**Given text:**
....

# Derivations related to Cross Entropy Loss (Binary and Categorical)

### What is Binary Cross Entropy Loss?

Binary Cross Entropy Loss is defined as follows given our prediction vector y_{pred}$:

$$ BCE = -\sum_{i = 1}^{m}y^{(i)} \cdot \log(y_{pred}^{(i)}) + (1 - y^{(i)}) \cdot \log(1 - y_{pred}^{(i)}) $$

I will go over each term one-by-one to explain the intuition.
If the actual output $y^{(i)}$ is 1, then only the term $y^{(i)} \cdot \log(y_{pred}^{(i)})$ remains since $(1 - y^{(i)})$ results in 0. Then by taking the log of our probability output, a probability close to 0 will result in a value close to  $-\infty$ where as a probability close to 1 will result in a value close to 0. Since we were meant to predict 1, we get a very large negative number the further away we are from 1.

....

**Data block:**

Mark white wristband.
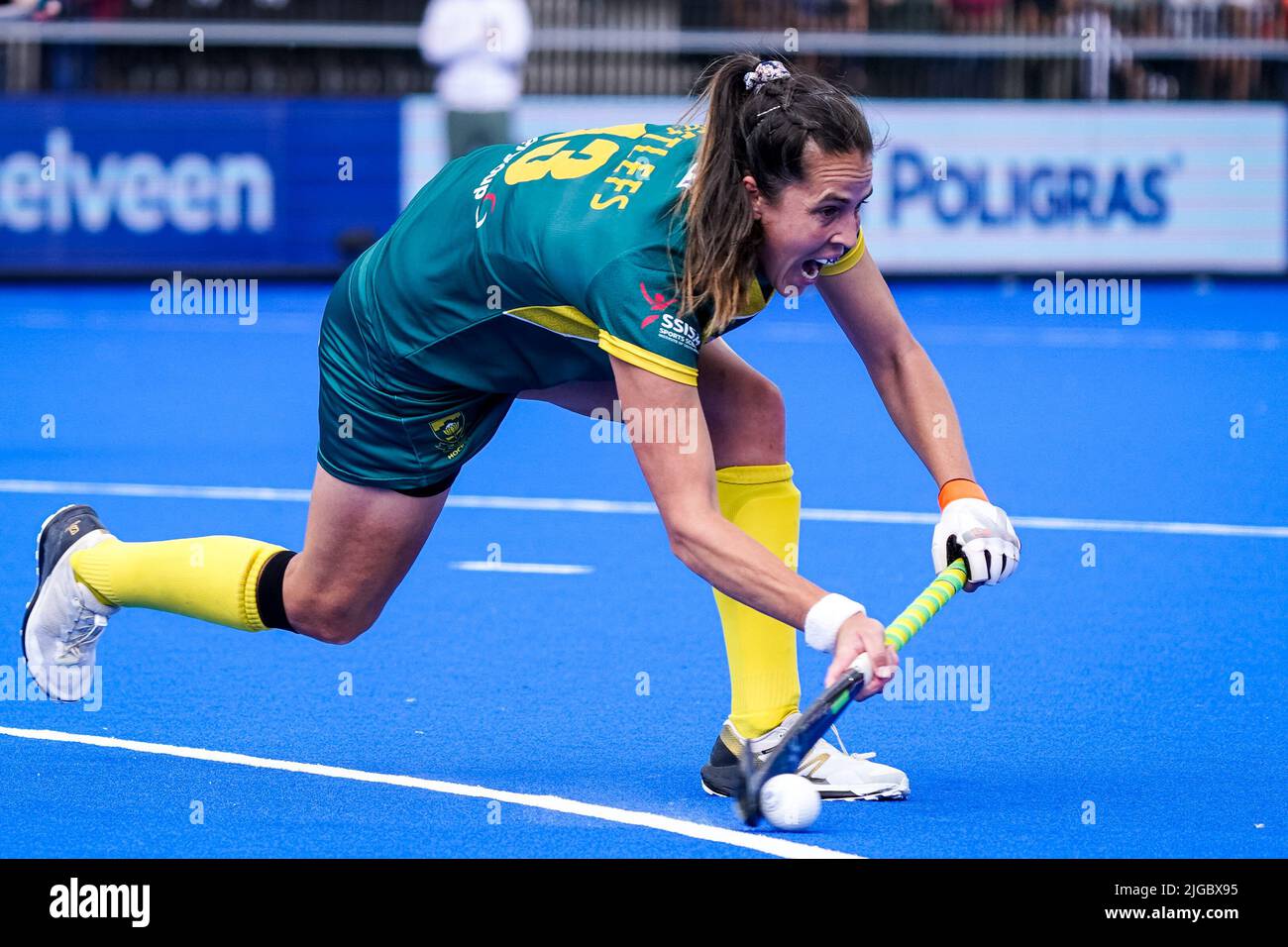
[805,591,868,653]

....

**Task prompt:** Resume the passage above on binary cross entropy loss, picking up right after its final sentence.

**Output of the exercise:**
In the other case, when the output $y^{(i)}$ is 0, then only the term $(1 - y^{(i)}) \cdot \log(1 - y_{pred}^{(i)})$ remains. If our probability $y_{pred}^{(i)}$ was close to 1, then subtracting it from 1 results in a number close to 0. Then when we take the log of that number we get a value clsoe to $-\infty$. However when our prediction was close to 0 (the true output), subtracting it from 1 results in a number close to 1, and taking the log of this results in a number close to 0. 

To summarize when we get the example very wrong, it results in a very large negative number, but when we get it close to being right it results in a small negative number. So if we sum it all up we get the total throughout all examples. Of course we typically think of minimizing loss functions (think of loss as positive) thus we negate the whole summation to make the entire term a positive number. Then, our goal will be to minimize this.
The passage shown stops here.